--- Material provided ---
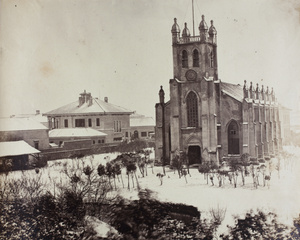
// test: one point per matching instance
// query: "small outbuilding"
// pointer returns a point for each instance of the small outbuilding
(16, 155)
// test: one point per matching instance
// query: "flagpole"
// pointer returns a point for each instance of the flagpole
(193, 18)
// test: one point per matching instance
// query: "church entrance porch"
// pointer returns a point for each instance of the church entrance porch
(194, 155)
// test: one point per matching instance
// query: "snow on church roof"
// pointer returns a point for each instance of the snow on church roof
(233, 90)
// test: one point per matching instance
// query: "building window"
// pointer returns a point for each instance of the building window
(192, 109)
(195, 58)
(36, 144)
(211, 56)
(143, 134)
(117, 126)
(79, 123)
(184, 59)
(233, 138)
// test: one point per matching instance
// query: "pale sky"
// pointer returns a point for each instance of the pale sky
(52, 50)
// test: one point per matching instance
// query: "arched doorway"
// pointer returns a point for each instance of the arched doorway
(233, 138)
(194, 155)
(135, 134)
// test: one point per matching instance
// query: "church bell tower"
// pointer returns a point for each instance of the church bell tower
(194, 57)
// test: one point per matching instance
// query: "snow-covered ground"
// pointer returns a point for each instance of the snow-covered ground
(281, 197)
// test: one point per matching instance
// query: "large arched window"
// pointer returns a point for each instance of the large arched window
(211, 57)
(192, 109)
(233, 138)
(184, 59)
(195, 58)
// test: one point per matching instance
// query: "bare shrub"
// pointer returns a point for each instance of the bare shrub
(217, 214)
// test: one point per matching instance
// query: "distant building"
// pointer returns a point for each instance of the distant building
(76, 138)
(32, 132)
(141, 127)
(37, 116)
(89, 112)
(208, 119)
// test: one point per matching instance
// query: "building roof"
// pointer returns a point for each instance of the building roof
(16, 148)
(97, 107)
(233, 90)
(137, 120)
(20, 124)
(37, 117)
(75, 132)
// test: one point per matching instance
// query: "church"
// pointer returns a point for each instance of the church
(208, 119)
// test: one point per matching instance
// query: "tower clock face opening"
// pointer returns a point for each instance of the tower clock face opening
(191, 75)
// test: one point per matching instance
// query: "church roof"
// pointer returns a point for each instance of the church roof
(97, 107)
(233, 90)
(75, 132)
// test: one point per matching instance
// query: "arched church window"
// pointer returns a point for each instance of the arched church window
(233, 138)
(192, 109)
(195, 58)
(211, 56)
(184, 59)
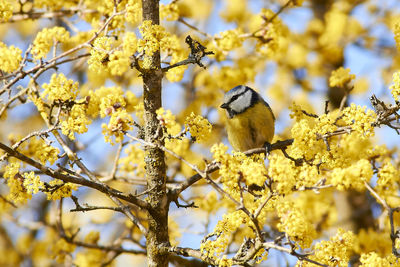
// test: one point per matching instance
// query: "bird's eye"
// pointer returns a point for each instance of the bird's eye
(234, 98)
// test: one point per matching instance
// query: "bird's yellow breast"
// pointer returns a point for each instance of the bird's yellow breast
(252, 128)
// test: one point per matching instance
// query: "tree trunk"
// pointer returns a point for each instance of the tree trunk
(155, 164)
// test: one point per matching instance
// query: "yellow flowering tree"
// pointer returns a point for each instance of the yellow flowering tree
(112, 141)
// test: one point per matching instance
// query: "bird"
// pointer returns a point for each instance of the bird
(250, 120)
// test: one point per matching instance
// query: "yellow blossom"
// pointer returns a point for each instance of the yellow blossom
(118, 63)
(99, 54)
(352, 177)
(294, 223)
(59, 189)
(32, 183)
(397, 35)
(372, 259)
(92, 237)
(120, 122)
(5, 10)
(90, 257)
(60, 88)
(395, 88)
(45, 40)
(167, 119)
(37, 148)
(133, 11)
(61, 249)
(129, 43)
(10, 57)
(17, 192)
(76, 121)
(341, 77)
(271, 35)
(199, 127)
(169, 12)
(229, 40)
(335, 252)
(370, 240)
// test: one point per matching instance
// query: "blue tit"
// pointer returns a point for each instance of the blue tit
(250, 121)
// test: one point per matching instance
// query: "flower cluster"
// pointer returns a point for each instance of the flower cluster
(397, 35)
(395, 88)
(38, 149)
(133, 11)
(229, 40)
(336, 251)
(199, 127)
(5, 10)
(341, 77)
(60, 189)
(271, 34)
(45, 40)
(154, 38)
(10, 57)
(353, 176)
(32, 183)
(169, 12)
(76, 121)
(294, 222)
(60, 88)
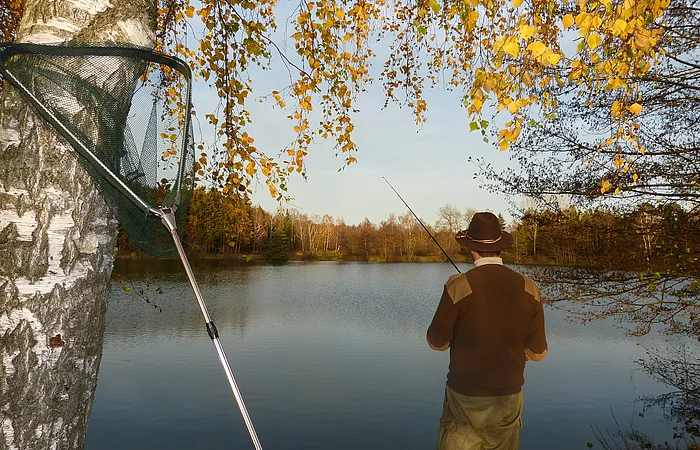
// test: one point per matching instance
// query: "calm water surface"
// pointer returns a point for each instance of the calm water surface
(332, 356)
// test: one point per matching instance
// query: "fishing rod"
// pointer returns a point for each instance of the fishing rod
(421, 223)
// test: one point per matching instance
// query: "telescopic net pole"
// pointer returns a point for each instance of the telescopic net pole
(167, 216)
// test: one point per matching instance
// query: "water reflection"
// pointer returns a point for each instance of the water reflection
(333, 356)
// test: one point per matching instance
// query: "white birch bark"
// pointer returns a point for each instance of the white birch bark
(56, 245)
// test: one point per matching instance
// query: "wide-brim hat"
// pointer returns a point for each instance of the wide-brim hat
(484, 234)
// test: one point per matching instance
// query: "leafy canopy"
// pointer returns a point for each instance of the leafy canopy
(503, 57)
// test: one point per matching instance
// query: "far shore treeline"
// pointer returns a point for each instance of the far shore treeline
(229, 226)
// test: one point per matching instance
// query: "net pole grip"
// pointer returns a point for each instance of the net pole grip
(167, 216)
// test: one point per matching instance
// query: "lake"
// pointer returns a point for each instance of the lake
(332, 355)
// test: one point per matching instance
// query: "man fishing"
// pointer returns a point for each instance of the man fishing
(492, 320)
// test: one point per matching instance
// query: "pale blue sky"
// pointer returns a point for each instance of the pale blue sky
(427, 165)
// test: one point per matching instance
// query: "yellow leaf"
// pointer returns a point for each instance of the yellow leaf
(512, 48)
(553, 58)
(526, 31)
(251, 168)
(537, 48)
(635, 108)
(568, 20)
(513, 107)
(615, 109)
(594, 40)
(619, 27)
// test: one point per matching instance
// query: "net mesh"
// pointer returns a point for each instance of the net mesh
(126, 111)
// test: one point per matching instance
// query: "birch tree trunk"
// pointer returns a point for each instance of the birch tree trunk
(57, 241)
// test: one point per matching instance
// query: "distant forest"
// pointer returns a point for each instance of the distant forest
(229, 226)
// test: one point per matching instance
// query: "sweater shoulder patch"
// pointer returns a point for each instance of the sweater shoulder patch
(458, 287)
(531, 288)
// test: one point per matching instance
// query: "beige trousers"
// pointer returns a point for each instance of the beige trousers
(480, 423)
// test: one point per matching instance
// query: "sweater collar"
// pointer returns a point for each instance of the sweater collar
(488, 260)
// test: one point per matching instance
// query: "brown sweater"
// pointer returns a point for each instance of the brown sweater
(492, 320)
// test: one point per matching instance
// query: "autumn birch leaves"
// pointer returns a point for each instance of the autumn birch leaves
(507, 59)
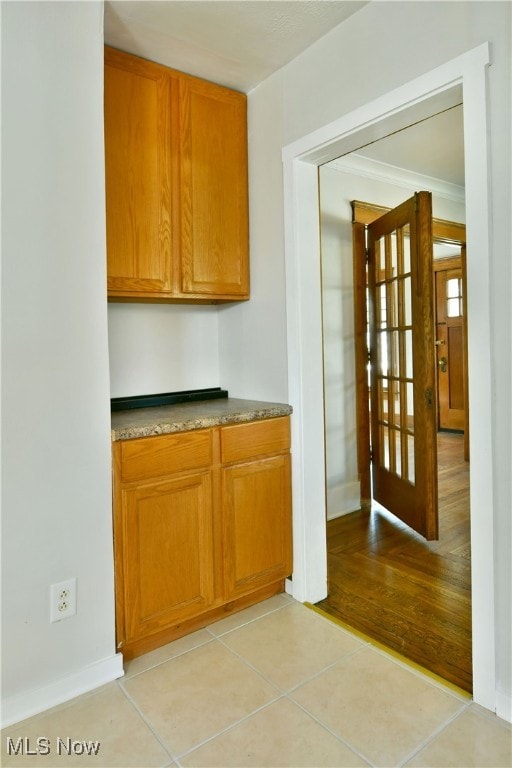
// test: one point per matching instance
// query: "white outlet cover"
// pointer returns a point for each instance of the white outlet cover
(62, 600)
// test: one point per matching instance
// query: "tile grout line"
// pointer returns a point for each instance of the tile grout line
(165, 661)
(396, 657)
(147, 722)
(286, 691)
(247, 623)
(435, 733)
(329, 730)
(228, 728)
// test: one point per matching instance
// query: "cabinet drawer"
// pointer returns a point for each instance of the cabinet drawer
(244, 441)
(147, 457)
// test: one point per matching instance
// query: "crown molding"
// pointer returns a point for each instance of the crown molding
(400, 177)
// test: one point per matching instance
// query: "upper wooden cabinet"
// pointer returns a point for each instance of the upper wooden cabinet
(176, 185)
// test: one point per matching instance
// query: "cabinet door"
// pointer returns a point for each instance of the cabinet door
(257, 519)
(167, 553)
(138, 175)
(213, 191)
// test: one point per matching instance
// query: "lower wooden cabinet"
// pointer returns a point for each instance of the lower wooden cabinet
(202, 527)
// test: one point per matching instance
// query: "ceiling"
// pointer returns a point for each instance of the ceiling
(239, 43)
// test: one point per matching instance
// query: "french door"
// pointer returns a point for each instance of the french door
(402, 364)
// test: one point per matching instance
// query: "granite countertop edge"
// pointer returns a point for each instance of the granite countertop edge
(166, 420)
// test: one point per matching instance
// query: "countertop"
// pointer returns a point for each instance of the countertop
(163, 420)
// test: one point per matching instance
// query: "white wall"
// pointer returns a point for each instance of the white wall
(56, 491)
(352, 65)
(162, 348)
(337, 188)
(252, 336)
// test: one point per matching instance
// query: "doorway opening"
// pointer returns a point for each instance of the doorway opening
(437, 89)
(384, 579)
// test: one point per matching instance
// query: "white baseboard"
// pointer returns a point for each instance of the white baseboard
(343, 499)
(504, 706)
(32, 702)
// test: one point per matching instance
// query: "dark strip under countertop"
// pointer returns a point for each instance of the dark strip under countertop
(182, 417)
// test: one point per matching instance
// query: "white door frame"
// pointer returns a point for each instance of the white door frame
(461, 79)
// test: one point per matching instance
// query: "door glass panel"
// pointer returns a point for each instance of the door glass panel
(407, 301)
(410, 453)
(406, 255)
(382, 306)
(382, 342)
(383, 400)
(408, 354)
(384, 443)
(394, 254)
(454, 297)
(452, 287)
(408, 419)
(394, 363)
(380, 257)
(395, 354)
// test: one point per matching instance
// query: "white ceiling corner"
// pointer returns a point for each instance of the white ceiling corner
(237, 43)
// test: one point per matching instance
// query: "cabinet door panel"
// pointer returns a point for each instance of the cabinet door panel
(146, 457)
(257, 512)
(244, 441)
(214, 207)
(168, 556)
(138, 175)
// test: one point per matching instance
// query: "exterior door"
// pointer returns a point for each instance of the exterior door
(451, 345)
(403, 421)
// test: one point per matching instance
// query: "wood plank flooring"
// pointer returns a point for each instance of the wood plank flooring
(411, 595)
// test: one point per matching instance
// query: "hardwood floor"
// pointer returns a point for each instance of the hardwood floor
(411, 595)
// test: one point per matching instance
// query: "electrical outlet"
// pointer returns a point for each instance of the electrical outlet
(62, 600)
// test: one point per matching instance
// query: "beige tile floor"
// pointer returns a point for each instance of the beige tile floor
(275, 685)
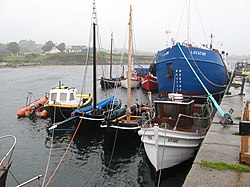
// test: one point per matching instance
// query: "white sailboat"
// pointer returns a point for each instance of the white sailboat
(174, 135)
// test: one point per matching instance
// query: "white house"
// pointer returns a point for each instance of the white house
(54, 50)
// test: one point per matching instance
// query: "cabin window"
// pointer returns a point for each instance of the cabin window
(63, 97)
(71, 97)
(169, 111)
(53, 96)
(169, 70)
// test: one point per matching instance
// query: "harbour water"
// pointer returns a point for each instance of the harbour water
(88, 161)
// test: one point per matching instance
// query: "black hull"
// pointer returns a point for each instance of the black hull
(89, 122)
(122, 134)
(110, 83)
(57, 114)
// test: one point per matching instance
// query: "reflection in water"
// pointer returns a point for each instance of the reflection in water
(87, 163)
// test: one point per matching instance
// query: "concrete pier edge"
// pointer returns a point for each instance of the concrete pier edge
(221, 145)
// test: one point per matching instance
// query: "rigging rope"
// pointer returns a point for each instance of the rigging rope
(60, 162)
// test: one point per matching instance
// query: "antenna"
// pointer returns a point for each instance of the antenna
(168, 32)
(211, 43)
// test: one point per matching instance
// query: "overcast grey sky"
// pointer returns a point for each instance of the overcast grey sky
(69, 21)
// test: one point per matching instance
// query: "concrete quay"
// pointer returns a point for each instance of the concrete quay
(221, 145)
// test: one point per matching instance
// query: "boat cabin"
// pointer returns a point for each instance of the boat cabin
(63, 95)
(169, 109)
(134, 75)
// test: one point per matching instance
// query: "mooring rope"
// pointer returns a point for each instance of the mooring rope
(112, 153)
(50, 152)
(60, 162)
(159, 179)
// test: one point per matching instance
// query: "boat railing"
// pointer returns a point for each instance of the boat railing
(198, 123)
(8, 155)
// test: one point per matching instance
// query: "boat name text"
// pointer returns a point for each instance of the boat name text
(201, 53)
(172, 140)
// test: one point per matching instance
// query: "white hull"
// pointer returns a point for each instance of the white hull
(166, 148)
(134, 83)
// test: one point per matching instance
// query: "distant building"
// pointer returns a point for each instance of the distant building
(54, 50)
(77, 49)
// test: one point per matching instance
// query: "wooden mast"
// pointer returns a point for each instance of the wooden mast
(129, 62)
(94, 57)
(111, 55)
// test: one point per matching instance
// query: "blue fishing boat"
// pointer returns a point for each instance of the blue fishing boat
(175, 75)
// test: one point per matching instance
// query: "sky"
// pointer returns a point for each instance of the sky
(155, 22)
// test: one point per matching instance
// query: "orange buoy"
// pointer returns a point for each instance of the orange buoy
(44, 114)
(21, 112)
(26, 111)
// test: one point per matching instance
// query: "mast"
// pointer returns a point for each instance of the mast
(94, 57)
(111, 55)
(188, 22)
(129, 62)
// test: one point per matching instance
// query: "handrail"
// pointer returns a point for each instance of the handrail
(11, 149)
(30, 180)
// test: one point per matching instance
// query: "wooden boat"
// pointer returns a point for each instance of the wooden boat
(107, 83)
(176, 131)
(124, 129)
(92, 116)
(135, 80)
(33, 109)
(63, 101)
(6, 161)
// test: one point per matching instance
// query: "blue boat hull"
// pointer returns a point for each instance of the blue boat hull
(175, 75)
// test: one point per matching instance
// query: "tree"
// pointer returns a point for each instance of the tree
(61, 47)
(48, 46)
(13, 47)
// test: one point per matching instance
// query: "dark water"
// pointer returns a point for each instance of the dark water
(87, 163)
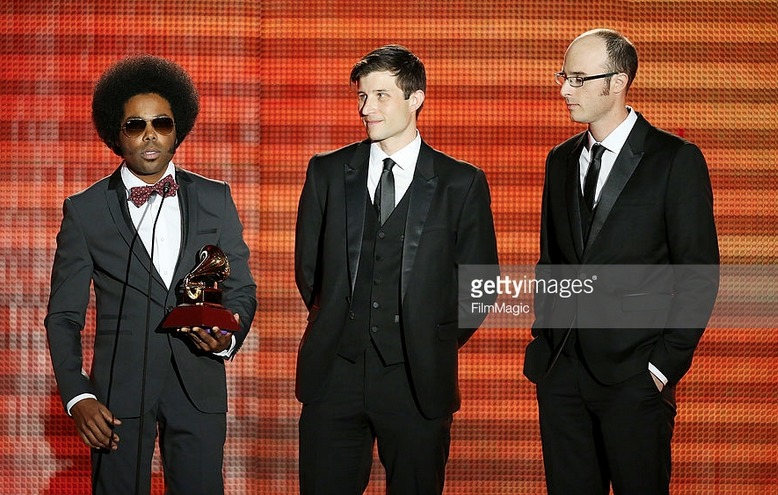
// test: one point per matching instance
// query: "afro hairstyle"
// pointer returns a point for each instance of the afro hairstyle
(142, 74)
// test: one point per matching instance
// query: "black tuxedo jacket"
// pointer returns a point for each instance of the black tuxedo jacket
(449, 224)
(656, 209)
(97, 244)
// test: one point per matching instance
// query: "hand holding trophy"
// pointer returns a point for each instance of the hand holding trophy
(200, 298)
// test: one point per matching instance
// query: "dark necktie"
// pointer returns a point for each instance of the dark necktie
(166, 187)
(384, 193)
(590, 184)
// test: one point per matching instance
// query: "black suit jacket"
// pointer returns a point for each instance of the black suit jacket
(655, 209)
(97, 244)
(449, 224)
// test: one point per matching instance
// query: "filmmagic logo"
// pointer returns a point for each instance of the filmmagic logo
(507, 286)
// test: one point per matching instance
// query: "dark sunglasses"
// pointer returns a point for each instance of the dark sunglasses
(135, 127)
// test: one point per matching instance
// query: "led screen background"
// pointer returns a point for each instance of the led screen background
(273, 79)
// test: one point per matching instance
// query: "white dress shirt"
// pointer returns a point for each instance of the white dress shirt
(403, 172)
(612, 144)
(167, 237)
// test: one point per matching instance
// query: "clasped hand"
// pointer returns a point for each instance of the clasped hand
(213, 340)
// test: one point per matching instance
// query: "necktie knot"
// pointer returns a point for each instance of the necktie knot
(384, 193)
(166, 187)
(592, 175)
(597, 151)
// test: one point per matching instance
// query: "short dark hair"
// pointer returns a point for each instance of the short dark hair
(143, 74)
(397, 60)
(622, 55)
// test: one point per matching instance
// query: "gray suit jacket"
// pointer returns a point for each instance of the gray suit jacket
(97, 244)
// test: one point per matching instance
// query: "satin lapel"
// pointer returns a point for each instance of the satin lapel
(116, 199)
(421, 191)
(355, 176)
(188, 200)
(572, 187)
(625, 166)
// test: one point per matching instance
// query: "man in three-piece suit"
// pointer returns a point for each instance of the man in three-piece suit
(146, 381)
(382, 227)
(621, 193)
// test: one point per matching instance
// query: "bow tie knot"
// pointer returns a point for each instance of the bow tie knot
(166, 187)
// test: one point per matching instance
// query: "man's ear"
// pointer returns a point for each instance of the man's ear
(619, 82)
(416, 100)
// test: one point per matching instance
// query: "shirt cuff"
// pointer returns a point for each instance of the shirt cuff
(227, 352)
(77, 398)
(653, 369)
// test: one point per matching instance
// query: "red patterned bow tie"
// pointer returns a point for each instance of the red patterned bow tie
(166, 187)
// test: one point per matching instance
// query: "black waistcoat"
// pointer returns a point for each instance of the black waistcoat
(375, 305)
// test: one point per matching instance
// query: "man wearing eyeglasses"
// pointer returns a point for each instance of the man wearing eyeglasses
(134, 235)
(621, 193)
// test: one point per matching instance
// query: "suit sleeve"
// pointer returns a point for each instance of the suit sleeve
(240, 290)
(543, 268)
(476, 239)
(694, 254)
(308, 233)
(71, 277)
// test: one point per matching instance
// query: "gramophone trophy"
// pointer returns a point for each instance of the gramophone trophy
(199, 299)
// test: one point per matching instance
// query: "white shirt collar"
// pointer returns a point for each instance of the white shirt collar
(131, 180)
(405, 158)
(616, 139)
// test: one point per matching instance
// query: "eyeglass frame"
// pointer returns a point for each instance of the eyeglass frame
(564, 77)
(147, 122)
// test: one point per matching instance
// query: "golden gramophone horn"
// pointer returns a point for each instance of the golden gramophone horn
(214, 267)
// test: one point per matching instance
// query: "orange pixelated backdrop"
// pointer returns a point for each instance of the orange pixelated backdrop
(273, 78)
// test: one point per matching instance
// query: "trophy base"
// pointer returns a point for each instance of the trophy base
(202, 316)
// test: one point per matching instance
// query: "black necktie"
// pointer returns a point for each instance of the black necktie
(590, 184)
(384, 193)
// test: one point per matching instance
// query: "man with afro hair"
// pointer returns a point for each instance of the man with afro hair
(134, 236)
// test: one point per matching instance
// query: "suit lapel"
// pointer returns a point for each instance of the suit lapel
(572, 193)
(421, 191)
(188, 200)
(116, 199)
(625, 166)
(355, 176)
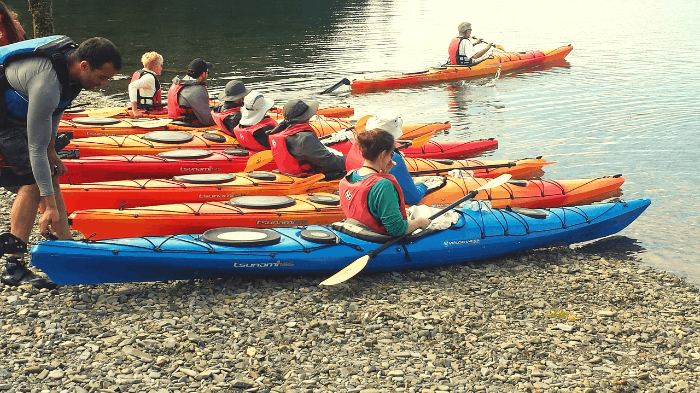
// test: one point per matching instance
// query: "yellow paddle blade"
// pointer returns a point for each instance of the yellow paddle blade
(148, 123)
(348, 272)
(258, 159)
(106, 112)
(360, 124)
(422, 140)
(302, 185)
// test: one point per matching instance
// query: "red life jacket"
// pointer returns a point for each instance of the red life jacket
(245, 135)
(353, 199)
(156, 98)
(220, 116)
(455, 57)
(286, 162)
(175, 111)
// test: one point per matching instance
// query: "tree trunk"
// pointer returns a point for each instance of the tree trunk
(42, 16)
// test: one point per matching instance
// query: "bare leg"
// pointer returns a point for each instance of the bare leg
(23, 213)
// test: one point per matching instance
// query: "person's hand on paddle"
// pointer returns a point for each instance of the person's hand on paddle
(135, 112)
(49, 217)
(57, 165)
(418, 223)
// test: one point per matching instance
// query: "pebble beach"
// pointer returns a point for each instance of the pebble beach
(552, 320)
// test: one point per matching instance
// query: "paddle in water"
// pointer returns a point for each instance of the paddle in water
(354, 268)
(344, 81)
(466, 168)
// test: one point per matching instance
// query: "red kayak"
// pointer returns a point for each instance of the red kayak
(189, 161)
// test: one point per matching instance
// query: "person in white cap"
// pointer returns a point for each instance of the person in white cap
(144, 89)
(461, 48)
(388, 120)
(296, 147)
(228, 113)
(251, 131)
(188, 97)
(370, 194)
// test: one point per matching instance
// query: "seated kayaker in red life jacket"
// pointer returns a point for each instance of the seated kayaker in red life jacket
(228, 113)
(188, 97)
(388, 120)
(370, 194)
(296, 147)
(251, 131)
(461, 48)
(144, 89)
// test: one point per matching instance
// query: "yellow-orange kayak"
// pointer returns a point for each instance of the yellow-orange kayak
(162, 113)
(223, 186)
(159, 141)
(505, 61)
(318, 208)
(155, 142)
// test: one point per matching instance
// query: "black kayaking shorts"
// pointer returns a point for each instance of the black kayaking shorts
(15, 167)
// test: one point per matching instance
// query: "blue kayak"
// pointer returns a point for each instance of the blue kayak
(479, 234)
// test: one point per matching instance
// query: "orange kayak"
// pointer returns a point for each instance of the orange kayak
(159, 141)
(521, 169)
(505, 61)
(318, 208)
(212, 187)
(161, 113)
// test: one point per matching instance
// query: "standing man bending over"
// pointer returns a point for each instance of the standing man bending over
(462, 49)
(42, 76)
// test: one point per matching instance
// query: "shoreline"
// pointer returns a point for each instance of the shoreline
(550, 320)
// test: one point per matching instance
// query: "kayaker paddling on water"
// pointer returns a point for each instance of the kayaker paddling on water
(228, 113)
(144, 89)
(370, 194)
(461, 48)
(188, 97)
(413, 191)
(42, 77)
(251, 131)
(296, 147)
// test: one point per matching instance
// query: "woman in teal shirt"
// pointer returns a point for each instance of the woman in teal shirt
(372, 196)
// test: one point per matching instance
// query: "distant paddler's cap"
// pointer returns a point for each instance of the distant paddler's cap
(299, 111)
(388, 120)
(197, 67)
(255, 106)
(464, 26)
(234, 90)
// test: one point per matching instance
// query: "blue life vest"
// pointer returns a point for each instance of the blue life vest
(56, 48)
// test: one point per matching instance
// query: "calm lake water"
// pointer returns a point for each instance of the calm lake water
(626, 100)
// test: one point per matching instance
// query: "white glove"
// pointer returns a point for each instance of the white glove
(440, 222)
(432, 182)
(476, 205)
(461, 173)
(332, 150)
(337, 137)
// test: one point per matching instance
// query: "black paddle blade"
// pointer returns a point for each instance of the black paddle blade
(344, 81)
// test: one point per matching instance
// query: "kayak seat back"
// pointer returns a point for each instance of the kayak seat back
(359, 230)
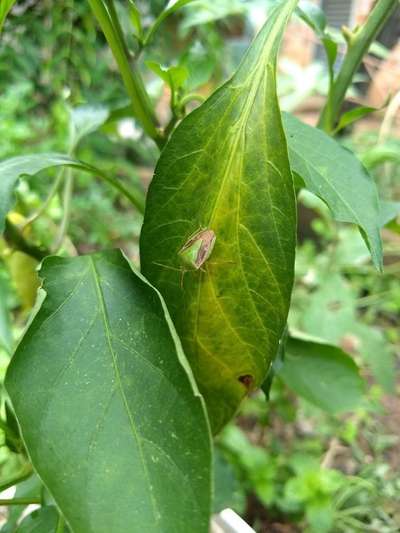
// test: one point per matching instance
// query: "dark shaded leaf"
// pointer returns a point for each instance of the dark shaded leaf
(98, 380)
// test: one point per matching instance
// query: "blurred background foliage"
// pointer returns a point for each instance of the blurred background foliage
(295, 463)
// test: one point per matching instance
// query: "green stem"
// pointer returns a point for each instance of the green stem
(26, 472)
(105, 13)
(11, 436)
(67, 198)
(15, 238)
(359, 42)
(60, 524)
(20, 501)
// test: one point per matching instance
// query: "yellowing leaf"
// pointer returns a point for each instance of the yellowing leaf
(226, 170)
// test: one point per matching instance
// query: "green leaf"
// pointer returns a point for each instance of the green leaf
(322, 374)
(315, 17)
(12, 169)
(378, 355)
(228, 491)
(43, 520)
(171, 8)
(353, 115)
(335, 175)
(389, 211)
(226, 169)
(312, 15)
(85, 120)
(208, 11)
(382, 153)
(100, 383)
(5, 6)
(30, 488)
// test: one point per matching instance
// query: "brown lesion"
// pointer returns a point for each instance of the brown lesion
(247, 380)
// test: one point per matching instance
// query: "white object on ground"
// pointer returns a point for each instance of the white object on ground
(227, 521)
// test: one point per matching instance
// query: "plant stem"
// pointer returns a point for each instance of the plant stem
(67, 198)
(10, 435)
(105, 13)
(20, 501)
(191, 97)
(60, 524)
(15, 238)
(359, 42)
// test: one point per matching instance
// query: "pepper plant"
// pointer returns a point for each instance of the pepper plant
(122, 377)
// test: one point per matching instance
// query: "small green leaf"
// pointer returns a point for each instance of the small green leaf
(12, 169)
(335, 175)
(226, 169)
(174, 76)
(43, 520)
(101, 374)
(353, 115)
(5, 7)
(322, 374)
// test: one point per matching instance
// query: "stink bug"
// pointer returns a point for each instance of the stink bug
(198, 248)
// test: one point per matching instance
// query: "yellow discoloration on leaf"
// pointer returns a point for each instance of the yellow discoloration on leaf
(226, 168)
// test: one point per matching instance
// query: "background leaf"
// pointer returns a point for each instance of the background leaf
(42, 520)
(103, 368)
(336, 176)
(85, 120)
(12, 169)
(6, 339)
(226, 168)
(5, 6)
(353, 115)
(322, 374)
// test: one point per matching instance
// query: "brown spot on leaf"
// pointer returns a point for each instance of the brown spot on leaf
---
The task - Look through the entries for the string "spot". Every line that has it belongs in the answer.

Reply to the task -
// query: "brown spot on leaf"
// pointer returns a point for each instance of the brown spot on leaf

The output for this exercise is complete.